Document excerpt:
Export decline not tied to global demand, says expert
Non-oil domestic exports fell 20.7% YoY in March.
The deeper-than-expected decline in Singapore’s non-oil domestic exports in March does not reflect global demand conditions, said RHB Group Chief Economist Barnabas Gan, citing three factors.
“First, Singapore’s total exports accelerated in March, highlighting higher oil outbound shipments. The relatively higher sequential growth in total exports also translated to a trade surplus of $5.5m in the same month, thus underlining further growth tailwinds,” Gan said.
Gan added that the decline in Singapore’s NODX was due to a “shortfall in shipments in volatile components,” especially pharmaceutical exports which saw a 70.3% YoY drop.
“NODX was also dragged by non-monetary gold, which further adds to the lack of relevancy between today’s relatively lacklustre shipments and Singapore’s overall growth dynamics,” Gan said.
Lastly, the RHB expert underscored the high base year in March 2023 NODX, which contributed to a higher hurdle from a YoY growth perspective.
Still, given the weaker NODX print, RHB has cut its annual NODX forecast to 0.5% from 3.0%.
UOB, on the other hand, projects a 6.0% NODX growth this year, adding that recovery will be supported by base effects given the sharp double-digit year-on-year declines seen in electronics NODX from November 2022 to September 2023.”
UOB, however, underscored that “sequential recovery could be challenging in 1H24 given tight financial conditions in the US and EU.”
Nomura, for its part, believes that the decline in electronic exports in March should be short-lived.

[Items listed in a dataset]
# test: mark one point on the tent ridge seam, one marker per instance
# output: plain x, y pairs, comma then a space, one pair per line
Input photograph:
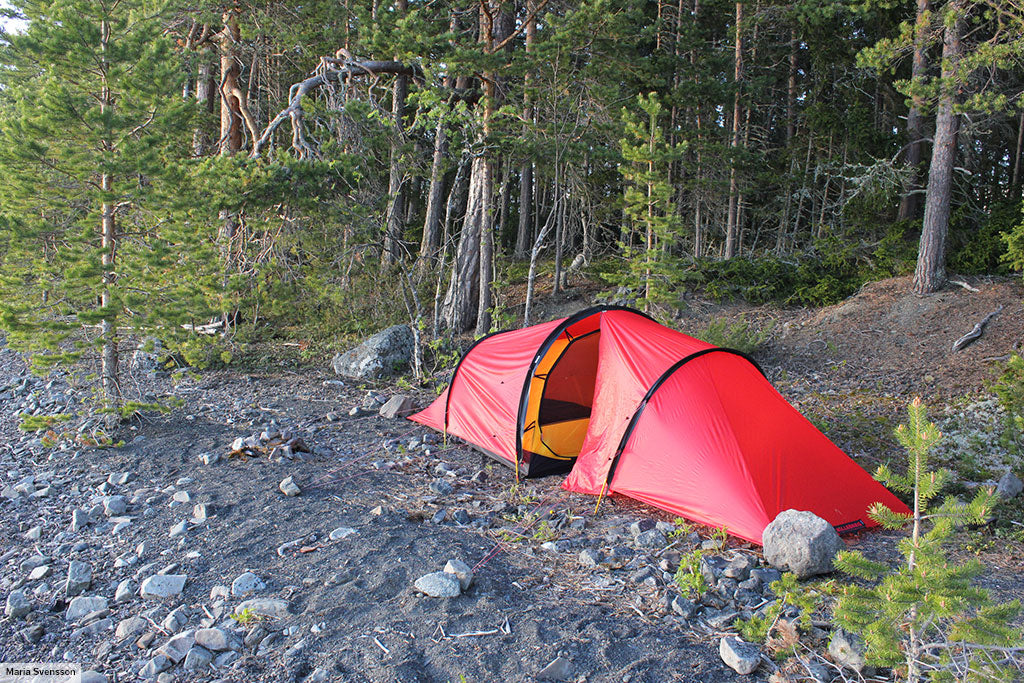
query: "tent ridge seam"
624, 441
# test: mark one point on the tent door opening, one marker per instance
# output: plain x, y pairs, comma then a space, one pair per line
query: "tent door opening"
561, 394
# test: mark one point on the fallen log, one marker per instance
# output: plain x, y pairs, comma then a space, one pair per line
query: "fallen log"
976, 332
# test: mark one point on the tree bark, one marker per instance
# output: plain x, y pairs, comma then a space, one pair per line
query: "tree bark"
930, 274
461, 298
230, 104
791, 90
394, 226
109, 238
914, 118
204, 90
1017, 155
435, 197
526, 168
731, 220
476, 230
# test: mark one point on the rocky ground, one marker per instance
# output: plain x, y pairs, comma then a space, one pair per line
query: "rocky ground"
276, 527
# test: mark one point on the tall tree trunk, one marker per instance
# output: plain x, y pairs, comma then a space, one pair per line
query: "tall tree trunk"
698, 246
1017, 155
204, 98
230, 136
525, 208
503, 202
914, 119
494, 23
476, 229
461, 299
435, 197
526, 168
930, 274
230, 105
730, 225
435, 194
394, 227
791, 90
109, 237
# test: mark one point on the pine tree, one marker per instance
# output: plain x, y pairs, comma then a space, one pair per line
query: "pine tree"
928, 614
648, 199
90, 130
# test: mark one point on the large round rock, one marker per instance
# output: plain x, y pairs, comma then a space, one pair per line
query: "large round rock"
802, 543
384, 354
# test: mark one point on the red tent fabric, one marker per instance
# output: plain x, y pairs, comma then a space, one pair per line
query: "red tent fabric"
640, 410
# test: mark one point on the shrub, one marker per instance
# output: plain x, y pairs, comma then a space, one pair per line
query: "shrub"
927, 615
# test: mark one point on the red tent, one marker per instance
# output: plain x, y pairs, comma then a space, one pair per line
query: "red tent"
627, 406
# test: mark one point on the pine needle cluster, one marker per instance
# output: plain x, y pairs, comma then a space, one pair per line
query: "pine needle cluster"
928, 617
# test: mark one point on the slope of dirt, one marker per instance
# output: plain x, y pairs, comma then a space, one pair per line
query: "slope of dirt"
886, 336
352, 611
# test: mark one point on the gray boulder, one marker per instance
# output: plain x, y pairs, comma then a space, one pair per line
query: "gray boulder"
1010, 485
559, 669
847, 649
384, 354
264, 607
17, 604
397, 407
163, 587
802, 543
439, 585
82, 605
79, 578
740, 656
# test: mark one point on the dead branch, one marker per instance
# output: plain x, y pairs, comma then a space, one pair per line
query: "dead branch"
961, 283
339, 72
976, 332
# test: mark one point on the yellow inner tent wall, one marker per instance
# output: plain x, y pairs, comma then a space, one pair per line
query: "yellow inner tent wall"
564, 376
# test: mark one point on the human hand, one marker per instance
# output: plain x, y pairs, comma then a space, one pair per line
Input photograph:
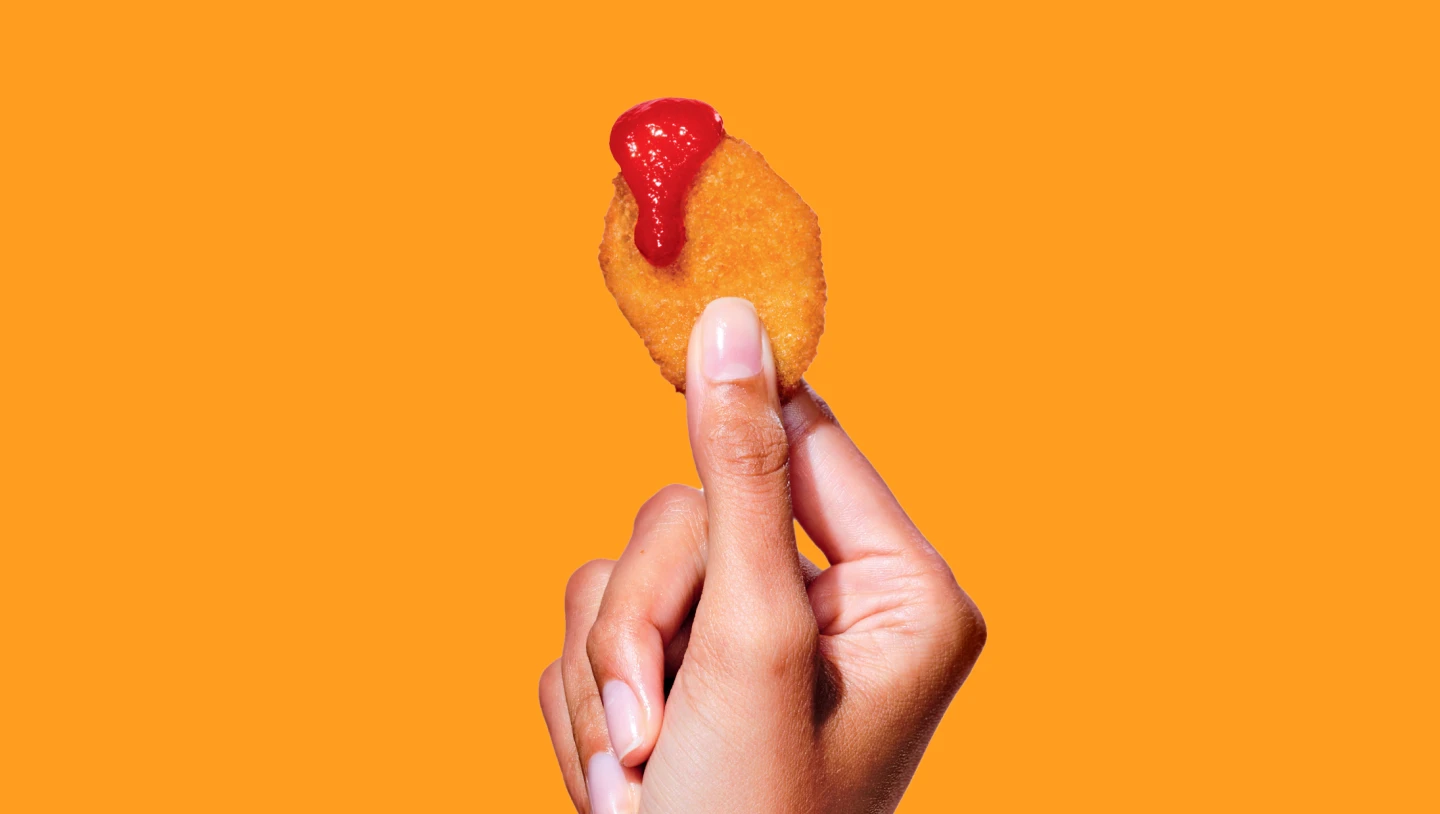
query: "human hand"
794, 689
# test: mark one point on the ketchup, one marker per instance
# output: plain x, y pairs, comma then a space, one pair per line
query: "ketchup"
660, 146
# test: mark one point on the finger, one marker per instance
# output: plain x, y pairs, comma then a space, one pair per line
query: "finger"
840, 499
648, 600
755, 602
740, 451
558, 721
883, 562
609, 787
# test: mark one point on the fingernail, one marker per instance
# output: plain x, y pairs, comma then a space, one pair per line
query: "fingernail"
622, 716
730, 340
606, 785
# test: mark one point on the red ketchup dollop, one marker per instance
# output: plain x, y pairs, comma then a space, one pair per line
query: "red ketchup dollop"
660, 146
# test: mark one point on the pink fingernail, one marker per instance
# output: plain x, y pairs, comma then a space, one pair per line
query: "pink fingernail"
622, 716
730, 340
606, 784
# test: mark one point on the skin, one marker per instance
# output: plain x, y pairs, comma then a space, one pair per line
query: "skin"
795, 689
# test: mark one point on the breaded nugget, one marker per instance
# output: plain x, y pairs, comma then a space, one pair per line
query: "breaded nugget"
748, 234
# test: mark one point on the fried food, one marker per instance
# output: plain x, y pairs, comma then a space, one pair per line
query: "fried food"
748, 234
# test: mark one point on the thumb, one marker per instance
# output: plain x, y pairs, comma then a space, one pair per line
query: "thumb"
755, 591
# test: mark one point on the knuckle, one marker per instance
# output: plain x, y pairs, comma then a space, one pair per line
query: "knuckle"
674, 504
750, 444
606, 637
586, 579
964, 631
775, 641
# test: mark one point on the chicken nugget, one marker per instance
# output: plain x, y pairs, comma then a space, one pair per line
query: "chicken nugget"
714, 221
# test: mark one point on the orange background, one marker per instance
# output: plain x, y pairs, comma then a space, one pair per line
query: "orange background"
314, 394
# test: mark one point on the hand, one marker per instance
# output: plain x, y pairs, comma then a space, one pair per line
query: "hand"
794, 689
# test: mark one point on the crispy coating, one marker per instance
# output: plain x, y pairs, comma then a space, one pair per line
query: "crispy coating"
748, 234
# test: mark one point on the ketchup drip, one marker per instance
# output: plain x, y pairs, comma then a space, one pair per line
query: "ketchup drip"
660, 146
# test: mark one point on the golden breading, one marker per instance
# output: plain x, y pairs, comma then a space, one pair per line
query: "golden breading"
748, 234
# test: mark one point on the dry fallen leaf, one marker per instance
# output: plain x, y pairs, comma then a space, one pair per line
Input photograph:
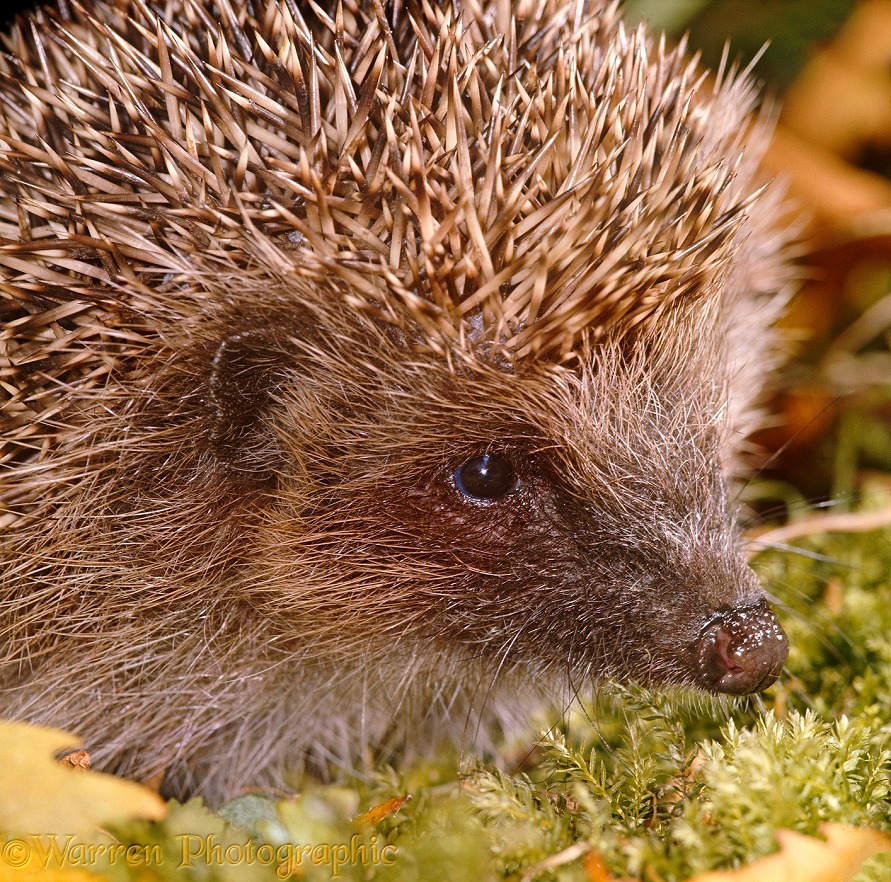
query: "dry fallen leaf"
39, 796
379, 812
806, 859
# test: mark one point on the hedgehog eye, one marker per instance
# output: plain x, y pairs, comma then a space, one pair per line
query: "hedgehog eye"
486, 477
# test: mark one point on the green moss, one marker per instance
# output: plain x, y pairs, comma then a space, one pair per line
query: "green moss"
659, 785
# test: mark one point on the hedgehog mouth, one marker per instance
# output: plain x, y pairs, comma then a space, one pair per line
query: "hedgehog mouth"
740, 650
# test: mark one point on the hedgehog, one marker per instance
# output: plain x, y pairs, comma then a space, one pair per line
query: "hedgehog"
373, 373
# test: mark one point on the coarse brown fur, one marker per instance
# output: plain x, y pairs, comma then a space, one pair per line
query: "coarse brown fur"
271, 273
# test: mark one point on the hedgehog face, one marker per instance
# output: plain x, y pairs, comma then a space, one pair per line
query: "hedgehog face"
571, 521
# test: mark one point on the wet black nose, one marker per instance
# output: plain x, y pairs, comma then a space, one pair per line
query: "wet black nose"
741, 650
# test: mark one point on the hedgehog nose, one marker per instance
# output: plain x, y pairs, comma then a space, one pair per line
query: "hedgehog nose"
741, 650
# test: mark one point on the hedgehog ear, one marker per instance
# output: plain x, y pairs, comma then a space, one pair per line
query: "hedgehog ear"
245, 371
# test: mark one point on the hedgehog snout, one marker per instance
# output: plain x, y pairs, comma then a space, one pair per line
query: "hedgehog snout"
741, 649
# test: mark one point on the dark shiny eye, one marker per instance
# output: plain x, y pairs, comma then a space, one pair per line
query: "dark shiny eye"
486, 477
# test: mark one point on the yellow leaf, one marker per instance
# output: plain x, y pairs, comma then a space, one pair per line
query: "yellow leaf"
40, 797
378, 813
806, 859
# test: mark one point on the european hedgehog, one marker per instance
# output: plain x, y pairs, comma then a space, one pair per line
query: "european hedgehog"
370, 370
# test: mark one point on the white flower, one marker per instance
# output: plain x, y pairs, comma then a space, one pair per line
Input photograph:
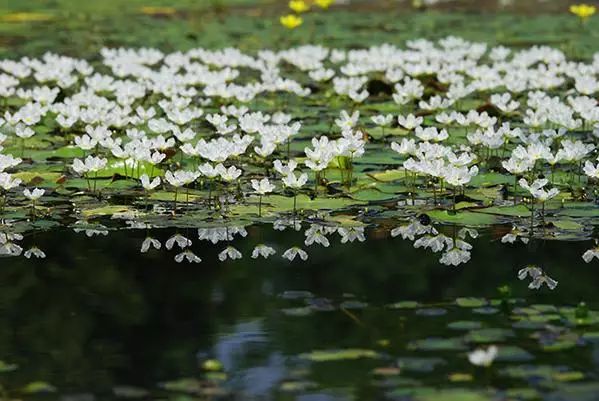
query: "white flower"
285, 169
188, 255
530, 271
229, 252
291, 253
180, 177
591, 170
482, 357
33, 195
590, 254
24, 132
410, 121
542, 279
346, 121
263, 250
147, 184
295, 182
350, 234
228, 174
263, 186
90, 165
145, 246
382, 120
34, 251
7, 182
179, 240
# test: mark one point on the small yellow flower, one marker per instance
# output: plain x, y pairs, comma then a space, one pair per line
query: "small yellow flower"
291, 21
299, 6
324, 3
583, 11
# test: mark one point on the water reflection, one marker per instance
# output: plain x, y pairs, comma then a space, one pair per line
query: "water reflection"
125, 315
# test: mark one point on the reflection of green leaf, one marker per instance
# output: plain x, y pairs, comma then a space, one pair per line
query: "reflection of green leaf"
405, 305
424, 365
464, 325
7, 367
512, 353
339, 355
489, 335
471, 302
38, 387
438, 344
462, 217
185, 385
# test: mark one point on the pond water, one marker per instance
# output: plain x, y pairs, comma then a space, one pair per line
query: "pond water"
377, 319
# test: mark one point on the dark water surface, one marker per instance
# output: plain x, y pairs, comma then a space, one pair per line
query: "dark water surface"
96, 315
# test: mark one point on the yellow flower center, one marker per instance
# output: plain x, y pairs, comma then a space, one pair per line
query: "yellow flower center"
291, 21
583, 11
299, 6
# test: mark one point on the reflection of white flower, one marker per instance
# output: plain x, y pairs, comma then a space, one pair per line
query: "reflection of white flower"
189, 255
514, 236
34, 251
291, 253
34, 194
229, 252
590, 254
145, 246
263, 250
217, 234
436, 243
350, 234
455, 257
147, 184
281, 225
482, 357
538, 276
542, 279
10, 249
179, 239
530, 271
411, 230
263, 186
316, 234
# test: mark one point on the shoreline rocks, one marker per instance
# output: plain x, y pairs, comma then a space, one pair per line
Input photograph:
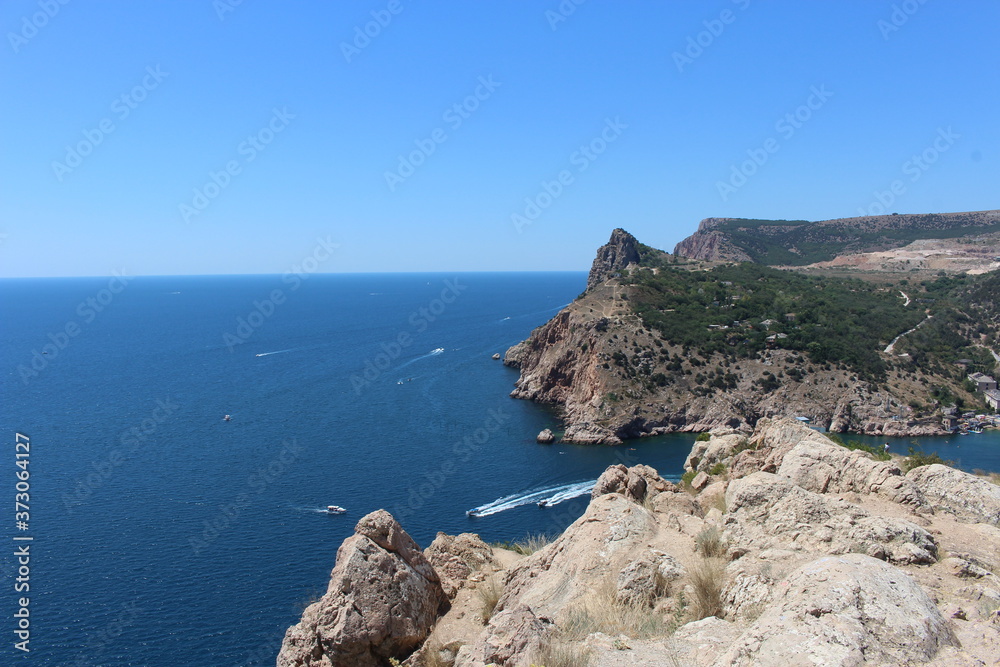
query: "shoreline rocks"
798, 552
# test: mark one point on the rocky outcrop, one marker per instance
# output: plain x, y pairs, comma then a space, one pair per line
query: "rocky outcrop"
819, 559
613, 257
612, 376
968, 497
740, 240
382, 600
767, 511
454, 558
844, 610
634, 483
545, 437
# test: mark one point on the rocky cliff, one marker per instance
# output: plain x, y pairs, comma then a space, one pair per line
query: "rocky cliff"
613, 375
795, 551
614, 256
799, 242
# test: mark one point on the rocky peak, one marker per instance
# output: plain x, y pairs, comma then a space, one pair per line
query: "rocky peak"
620, 251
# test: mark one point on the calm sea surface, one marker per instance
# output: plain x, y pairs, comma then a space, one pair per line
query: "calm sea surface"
163, 535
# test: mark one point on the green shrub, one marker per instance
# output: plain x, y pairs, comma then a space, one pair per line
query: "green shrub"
917, 458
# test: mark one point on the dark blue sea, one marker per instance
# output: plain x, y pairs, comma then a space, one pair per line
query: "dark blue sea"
162, 535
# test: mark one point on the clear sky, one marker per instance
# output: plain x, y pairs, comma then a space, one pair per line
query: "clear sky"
201, 137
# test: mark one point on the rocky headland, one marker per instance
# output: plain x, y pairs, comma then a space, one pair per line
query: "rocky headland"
784, 549
612, 375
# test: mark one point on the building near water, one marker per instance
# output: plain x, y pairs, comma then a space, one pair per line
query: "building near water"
983, 382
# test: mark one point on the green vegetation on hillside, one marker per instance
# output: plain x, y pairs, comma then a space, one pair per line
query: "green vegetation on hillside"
799, 242
740, 310
735, 309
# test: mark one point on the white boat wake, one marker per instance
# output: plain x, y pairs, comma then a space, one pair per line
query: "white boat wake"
547, 497
433, 353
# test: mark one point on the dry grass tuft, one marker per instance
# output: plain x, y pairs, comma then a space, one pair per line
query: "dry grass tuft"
555, 653
708, 578
603, 613
489, 592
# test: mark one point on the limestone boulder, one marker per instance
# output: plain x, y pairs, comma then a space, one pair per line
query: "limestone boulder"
844, 610
825, 467
510, 638
717, 449
456, 557
967, 497
634, 483
766, 511
382, 600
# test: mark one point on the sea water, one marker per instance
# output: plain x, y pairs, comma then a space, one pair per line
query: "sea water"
164, 535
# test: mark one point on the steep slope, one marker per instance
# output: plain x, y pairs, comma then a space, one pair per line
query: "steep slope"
657, 346
795, 551
799, 242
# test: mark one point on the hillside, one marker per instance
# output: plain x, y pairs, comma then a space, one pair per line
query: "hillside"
800, 243
658, 344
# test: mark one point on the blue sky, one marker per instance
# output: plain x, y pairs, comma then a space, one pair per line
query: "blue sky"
642, 115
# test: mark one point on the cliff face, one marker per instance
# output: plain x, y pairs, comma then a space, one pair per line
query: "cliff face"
796, 551
782, 242
571, 362
613, 257
613, 376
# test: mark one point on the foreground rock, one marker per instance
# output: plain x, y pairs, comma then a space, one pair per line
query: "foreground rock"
844, 610
382, 601
968, 497
800, 553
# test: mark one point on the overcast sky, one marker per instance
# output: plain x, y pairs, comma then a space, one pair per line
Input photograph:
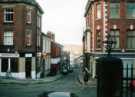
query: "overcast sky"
65, 18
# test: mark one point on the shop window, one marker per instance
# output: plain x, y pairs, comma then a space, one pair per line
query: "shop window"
98, 39
131, 10
14, 65
114, 10
130, 40
98, 11
28, 37
8, 38
4, 66
115, 36
8, 15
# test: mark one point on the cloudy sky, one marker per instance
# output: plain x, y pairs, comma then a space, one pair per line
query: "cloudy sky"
65, 18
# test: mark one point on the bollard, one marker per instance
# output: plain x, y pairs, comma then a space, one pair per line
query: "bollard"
109, 76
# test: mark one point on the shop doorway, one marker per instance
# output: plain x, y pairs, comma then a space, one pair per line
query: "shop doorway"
28, 67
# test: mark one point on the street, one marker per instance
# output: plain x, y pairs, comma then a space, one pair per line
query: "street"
66, 83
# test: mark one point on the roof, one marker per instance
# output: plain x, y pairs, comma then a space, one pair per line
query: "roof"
29, 2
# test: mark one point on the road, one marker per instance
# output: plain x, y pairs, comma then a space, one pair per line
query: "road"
66, 83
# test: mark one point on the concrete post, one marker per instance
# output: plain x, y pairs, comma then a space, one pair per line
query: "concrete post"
0, 64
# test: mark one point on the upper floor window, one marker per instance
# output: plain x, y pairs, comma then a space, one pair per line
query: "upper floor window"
38, 38
114, 10
28, 37
98, 11
131, 10
29, 16
115, 36
8, 38
8, 15
39, 21
98, 39
130, 40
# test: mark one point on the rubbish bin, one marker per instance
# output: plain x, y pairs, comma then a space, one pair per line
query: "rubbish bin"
109, 76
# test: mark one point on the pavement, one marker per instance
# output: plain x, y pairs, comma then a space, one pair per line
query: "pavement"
30, 81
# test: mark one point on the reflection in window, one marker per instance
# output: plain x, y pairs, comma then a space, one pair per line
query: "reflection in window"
8, 38
98, 39
114, 10
116, 38
8, 15
98, 11
4, 65
131, 10
28, 37
131, 40
29, 15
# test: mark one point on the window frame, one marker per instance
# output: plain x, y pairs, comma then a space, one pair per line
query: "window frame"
8, 11
98, 13
116, 38
8, 39
131, 39
114, 8
127, 11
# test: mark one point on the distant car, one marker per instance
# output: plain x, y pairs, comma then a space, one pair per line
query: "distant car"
57, 94
132, 85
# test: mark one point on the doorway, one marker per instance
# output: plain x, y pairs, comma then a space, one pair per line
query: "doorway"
28, 67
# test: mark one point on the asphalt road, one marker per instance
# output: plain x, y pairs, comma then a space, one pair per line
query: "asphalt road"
66, 83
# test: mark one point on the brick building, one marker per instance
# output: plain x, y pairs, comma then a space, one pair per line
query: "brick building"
56, 54
113, 17
20, 42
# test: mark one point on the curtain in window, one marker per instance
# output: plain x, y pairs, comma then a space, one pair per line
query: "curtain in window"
114, 10
116, 38
131, 39
8, 38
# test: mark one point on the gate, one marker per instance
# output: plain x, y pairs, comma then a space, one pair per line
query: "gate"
127, 78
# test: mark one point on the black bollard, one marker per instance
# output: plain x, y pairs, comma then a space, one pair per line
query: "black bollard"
109, 76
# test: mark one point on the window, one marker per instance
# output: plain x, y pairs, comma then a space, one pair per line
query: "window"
98, 11
131, 40
116, 38
38, 38
14, 65
114, 10
28, 37
8, 15
29, 15
4, 66
8, 38
131, 10
98, 39
39, 21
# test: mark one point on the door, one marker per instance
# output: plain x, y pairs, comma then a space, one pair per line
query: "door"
28, 67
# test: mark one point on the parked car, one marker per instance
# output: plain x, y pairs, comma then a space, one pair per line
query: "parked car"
57, 94
132, 85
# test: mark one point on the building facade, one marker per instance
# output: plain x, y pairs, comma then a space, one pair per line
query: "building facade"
46, 54
110, 17
20, 42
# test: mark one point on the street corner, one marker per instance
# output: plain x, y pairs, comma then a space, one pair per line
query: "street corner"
30, 81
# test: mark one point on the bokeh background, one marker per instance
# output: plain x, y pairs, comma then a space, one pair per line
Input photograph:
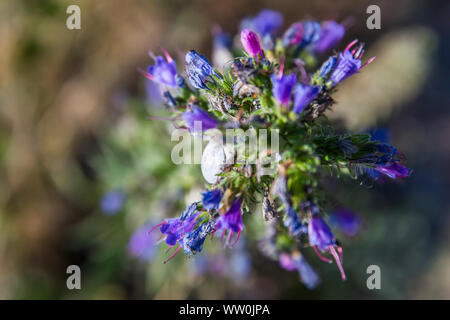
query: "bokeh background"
81, 169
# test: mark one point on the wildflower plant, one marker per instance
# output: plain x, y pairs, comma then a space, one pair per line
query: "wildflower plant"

Instructions:
a: Rewrite the paragraph in the article on Singapore's export decline that begins "“First, Singapore’s total exports accelerated" as one shorter sentence, keeping its main facts.
b: For each statement, say whether it agrees with the article on Singapore's export decline, and quote the words that decide it. (i) Pharmaceutical exports fell 70.3% year on year. (ii) RHB raised its annual NODX forecast. (iii) Nomura expects the March decline in electronic exports to be short-lived.
c: According to the article on Singapore's export decline, what NODX growth does UOB project for this year?

Task responses:
a: Gan said Singapore's total exports accelerated in March on higher oil outbound shipments, and this stronger sequential growth produced a trade surplus of $5.5m that month, pointing to further growth tailwinds.

b:
(i) Yes: "especially pharmaceutical exports which saw a 70.3% YoY drop."
(ii) No: "RHB has cut its annual NODX forecast to 0.5% from 3.0%."
(iii) Yes: "Nomura, for its part, believes that the decline in electronic exports in March should be short-lived."

c: UOB projects 6.0% NODX growth this year.